PASSAGE SHOWN -
-=-=-=-=-
A 69-year-old Japanese man injured in a traffic accident died after paramedics spent more than an hour negotiating with 14 hospitals before one admitted him, a fire department official said Wednesday.
The man, whose bicycle collided with a motorcycle in the western city of Itami, waited at the scene in an ambulance because the hospitals said they could not accept him, citing a lack of specialists, equipment, beds and staff, according to Mitsuhisa Ikemoto. One of the 14 finally admitted the man when the paramedics called it for a second time.
It was the latest in a string of recent cases in Japan in which patients were denied treatment, underscoring the country’s health care woes that include a shortage of doctors.
The man, who suffered head and back injuries, initially showed stable vital signs, but his condition gradually deteriorated. He died from hemorrhagic shock about an hour and half after arriving at the hospital, Ikemoto said. Hemorrhagic shock occurs when cells do not receive enough oxygen and nutrients to function.
-=-=-=-=-
RECORDED DATA -
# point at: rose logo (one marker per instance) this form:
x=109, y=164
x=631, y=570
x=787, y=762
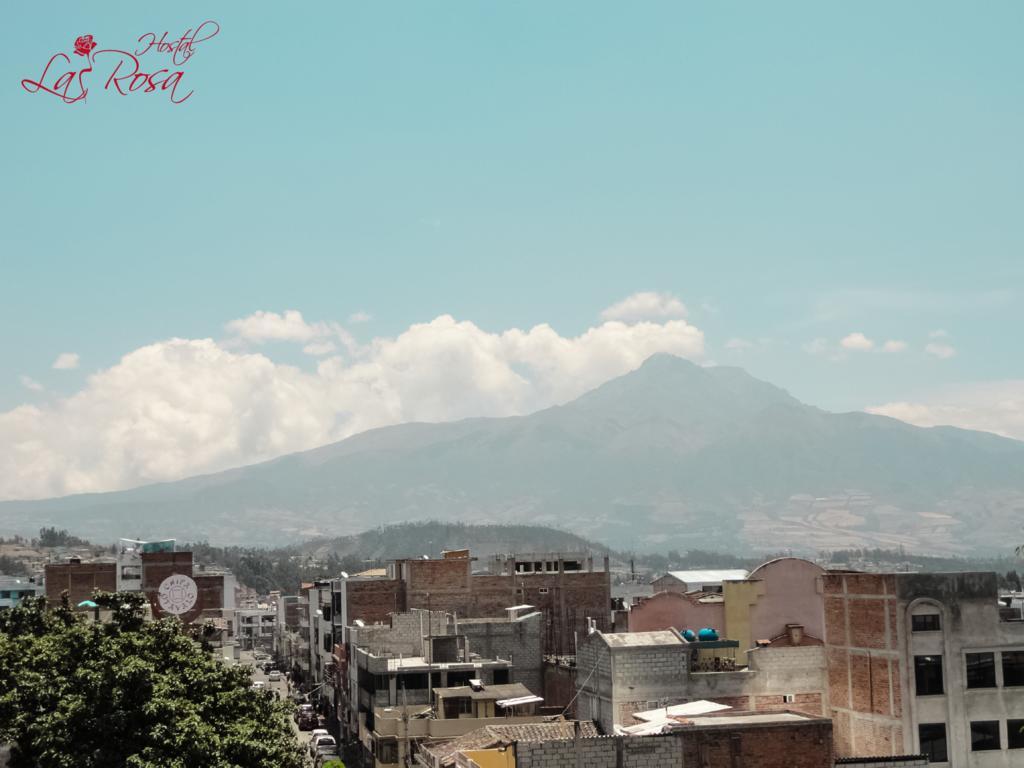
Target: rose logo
x=84, y=45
-=-=-=-=-
CHECK YOUR UNDERSTANDING -
A: In the Itami accident report, what reasons did the hospitals give for not accepting the injured man?
B: Carry on the Itami accident report past its final sentence.

RESULTS -
A: A lack of specialists, equipment, beds and staff.

B:
Ikemoto said the victim might have survived if a hospital accepted him more quickly. “I wish hospitals are more willing to take patients, but they have their own reasons, too,” he said.
The death prompted the city to issue a directive ordering paramedics to better coordinate with an emergency call centre so patients can find a hospital within 15 minutes. But hospitals still cannot be punished for turning away patients if they are already full.
The motorcyclist involved in the January 20 accident was hurt too and was also denied medical care by two hospitals before one accepted him, Ikemoto said. He was recovering from his injuries.
More than 14,000 emergency patients were rejected at least three times by Japanese hospitals before getting treatment in 2007, according to the latest government survey. In the worst case, a woman in her 70s with a breathing problem was rejected 49 times in Tokyo.